Hair LossMale and Female
Hair Loss – Male / Female
A certain amount of hair loss is part of the normal rejuvenation process of the hair, with old hairs falling and being replaced by new ones.
The scalp contains on average, 100 000 hairs. More than 90% of these hairs are actively growing. These hairs are anchored deeply and cannot be pulled out easily. Hair is constantly cycling and regenerating on the scalp. Each hair shaft may stay growing on the scalp for 3-7 years before falling out and being replaced by a new hair. When the hair stops growing there is a 2 week breaking down phase for which the trigger is unknown. Following the breakdown of the hair root, there is a resting phase that lasts 3 months. At this time the hair is located higher in the skin and can be pulled out relatively easily. Normally the scalp loses approximately 100 resting hairs per day.
In most cases hair loss is usually loss of hair density on the top of the head and through the front, but the hairline remains the same. It is more common with increasing age and thought to be related to hormones, and referred to as androgenic alopecia. However, the role of androgens (male hormones) is not fully established. Scalp hair loss is common in women with excess male hormones but many women with female pattern hair loss have no other clinical or biochemical evidence of androgen excess. Female pattern hair loss is probably due to multiple factors, some of which do not relate to hormones. The distress and lifestyle change caused by hair loss does not necessarily correlate with the objective degree of hair loss.
Hair loss is typically categorized as scarring or non scarring.

■ ■ ■ ■ ■

**Prompt**
Print the hair loss text verbatim from "The scalp contains" up to and including "hairs per day.".

Stored entries:
■ ■ ■ ■ ■

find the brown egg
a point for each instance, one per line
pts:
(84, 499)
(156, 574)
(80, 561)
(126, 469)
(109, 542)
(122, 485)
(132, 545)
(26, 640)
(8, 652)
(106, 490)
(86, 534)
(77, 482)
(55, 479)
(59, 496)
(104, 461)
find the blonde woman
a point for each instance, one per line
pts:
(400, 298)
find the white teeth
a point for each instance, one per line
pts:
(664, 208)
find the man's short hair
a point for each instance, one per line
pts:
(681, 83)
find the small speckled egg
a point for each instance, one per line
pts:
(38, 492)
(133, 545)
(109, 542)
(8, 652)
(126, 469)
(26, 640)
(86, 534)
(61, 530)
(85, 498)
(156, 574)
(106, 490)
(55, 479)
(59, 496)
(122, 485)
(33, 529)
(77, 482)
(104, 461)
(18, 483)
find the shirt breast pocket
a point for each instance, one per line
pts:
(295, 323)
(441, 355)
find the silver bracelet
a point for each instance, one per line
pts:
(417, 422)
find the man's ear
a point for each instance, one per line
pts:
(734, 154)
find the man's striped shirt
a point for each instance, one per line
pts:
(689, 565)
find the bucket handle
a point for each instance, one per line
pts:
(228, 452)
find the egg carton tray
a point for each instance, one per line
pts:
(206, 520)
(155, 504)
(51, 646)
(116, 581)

■ ■ ■ ■ ■

**Solution**
The scalp contains on average, 100 000 hairs. More than 90% of these hairs are actively growing. These hairs are anchored deeply and cannot be pulled out easily. Hair is constantly cycling and regenerating on the scalp. Each hair shaft may stay growing on the scalp for 3-7 years before falling out and being replaced by a new hair. When the hair stops growing there is a 2 week breaking down phase for which the trigger is unknown. Following the breakdown of the hair root, there is a resting phase that lasts 3 months. At this time the hair is located higher in the skin and can be pulled out relatively easily. Normally the scalp loses approximately 100 resting hairs per day.